→ TASK DIRECTIONS
Each line of the records that holds the word "vest" should be copied out.

[Natural language region descriptions]
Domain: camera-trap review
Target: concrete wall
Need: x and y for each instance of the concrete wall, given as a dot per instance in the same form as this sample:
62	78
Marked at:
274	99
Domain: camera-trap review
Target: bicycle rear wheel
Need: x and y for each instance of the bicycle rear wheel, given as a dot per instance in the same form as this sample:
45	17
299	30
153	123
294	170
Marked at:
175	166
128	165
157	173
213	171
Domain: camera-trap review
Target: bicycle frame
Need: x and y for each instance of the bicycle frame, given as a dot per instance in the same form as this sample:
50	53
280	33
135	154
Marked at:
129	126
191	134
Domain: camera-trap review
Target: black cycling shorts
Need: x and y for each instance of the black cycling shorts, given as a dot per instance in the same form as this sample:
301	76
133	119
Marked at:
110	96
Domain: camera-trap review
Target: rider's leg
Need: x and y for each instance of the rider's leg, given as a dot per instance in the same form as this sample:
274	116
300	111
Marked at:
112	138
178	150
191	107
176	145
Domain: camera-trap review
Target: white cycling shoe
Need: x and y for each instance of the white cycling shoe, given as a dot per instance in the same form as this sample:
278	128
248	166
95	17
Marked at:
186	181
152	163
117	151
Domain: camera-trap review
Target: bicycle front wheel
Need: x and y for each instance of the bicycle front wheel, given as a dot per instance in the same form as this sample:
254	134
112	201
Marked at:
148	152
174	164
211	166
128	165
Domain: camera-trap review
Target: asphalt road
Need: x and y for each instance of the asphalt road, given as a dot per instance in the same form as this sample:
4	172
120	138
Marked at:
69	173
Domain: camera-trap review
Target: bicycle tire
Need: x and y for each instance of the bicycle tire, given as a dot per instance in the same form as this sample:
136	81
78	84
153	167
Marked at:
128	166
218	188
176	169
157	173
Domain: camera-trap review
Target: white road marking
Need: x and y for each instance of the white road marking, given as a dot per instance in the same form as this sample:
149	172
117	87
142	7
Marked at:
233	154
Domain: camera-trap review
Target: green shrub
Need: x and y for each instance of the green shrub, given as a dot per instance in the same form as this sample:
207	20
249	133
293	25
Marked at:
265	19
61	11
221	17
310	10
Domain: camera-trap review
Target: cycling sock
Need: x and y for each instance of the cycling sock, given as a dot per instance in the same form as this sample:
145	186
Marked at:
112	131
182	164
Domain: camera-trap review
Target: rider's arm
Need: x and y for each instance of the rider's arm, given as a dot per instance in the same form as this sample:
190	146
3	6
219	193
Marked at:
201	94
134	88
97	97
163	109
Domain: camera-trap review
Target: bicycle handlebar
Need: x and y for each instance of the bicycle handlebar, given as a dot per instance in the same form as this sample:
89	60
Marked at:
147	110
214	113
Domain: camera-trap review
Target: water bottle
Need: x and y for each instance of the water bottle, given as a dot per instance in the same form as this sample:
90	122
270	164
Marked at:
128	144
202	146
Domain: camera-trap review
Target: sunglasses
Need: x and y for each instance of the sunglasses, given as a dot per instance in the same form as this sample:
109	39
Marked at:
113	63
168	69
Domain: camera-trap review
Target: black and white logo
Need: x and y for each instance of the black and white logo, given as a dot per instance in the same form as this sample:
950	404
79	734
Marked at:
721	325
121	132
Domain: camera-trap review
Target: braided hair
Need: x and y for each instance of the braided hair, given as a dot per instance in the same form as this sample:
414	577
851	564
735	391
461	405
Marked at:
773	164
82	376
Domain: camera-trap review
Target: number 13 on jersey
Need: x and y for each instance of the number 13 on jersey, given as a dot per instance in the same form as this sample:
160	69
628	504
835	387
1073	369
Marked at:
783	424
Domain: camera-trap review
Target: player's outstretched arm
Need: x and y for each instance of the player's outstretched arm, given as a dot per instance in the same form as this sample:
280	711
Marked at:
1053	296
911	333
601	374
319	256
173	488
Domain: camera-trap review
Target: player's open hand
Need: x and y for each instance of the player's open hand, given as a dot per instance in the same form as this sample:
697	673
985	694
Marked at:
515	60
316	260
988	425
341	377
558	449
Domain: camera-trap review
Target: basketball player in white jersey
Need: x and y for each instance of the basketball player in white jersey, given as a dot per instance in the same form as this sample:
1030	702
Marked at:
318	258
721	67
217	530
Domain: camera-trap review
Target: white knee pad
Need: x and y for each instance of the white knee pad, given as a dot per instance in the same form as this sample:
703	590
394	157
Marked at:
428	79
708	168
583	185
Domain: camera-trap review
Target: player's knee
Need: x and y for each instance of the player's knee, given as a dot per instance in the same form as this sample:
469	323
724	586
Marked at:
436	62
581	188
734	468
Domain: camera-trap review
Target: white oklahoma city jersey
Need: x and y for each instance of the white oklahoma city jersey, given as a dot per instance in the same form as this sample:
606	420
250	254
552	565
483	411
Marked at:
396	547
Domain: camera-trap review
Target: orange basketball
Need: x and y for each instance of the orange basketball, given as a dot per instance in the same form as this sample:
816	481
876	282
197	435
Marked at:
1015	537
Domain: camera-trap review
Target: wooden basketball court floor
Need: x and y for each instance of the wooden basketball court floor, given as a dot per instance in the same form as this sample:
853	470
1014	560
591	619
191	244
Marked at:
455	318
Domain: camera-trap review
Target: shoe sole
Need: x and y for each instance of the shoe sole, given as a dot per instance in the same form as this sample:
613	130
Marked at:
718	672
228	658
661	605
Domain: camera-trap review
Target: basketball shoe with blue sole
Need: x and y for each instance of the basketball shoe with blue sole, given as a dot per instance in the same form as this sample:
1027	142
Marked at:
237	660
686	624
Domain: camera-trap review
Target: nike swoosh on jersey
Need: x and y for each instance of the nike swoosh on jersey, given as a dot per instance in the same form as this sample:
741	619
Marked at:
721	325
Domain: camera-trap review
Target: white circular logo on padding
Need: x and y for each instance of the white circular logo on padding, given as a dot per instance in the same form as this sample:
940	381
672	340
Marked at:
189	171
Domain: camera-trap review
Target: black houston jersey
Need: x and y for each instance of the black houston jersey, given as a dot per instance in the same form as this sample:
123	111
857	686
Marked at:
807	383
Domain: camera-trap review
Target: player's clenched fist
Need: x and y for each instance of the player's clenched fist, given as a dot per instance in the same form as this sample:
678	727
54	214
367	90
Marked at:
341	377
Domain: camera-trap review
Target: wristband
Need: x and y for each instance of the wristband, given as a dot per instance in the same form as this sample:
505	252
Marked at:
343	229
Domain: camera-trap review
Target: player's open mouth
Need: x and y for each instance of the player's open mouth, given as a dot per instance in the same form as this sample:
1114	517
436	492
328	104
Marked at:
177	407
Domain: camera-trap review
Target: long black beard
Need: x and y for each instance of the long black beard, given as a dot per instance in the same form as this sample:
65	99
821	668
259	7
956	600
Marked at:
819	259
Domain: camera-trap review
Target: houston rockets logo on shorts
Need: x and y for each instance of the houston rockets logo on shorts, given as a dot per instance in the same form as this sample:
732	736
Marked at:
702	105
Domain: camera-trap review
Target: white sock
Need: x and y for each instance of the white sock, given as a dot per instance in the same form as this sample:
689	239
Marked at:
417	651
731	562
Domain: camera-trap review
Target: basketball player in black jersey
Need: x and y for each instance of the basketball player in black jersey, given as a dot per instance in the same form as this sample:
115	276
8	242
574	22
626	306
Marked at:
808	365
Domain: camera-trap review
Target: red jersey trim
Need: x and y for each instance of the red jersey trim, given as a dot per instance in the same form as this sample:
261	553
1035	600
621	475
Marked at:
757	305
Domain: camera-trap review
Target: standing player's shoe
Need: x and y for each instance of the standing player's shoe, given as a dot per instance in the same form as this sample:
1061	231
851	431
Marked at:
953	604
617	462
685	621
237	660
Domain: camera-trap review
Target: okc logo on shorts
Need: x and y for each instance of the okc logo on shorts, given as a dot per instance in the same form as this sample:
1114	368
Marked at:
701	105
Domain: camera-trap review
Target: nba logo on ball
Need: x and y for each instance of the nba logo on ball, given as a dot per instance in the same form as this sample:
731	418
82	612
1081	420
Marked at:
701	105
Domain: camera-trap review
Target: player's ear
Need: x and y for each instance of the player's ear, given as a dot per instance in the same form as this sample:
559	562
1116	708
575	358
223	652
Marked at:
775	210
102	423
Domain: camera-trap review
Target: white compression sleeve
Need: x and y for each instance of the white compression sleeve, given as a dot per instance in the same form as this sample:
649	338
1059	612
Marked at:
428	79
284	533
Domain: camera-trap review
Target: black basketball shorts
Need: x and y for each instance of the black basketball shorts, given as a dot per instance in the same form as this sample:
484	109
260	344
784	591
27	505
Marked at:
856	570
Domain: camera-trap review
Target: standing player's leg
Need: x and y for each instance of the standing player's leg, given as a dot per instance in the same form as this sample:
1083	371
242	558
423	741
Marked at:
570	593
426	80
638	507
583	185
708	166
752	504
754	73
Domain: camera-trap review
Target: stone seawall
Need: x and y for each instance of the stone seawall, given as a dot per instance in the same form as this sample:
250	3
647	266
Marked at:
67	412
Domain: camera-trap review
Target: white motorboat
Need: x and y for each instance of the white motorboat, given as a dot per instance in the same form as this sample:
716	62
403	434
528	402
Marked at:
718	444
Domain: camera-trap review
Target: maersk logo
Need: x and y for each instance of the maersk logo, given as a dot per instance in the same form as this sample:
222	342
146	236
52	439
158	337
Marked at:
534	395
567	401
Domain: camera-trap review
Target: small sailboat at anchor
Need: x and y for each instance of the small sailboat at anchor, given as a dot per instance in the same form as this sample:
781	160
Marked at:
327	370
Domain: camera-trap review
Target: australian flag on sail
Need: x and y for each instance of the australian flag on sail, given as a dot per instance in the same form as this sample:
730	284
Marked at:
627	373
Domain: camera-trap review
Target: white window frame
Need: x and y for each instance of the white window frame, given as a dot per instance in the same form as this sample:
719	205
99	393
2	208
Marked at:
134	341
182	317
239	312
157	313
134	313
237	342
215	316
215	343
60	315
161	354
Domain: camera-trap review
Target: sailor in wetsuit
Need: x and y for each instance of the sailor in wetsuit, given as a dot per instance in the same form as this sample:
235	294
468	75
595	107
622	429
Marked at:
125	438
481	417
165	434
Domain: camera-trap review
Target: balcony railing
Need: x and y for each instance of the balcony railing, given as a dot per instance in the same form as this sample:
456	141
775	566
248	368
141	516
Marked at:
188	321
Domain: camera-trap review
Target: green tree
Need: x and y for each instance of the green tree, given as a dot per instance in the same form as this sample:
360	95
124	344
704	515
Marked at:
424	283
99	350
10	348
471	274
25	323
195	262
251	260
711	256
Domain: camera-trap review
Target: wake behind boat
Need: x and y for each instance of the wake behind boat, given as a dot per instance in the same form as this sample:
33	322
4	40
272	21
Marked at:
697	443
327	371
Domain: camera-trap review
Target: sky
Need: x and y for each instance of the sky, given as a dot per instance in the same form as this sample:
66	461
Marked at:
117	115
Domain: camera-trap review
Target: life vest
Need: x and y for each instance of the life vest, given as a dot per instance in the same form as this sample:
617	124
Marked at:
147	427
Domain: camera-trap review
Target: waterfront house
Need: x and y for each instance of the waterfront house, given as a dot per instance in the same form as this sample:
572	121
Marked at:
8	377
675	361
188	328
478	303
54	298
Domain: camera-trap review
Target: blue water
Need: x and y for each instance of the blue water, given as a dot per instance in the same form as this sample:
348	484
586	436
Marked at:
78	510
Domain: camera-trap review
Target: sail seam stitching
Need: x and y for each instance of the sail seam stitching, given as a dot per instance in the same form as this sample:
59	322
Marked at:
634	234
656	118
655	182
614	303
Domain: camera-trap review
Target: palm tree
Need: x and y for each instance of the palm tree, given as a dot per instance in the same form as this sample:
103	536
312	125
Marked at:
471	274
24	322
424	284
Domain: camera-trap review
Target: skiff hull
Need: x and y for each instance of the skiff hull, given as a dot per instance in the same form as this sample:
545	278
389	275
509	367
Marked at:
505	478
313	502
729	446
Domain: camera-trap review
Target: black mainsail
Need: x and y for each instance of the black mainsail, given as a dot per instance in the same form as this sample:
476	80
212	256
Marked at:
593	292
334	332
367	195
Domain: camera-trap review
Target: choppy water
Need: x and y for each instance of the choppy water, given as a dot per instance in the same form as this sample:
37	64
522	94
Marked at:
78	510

→ FINISHED TASK
Target: life vest
Need: x and y for each instance of the life vest, given as a dot per instance in the same form as this sample:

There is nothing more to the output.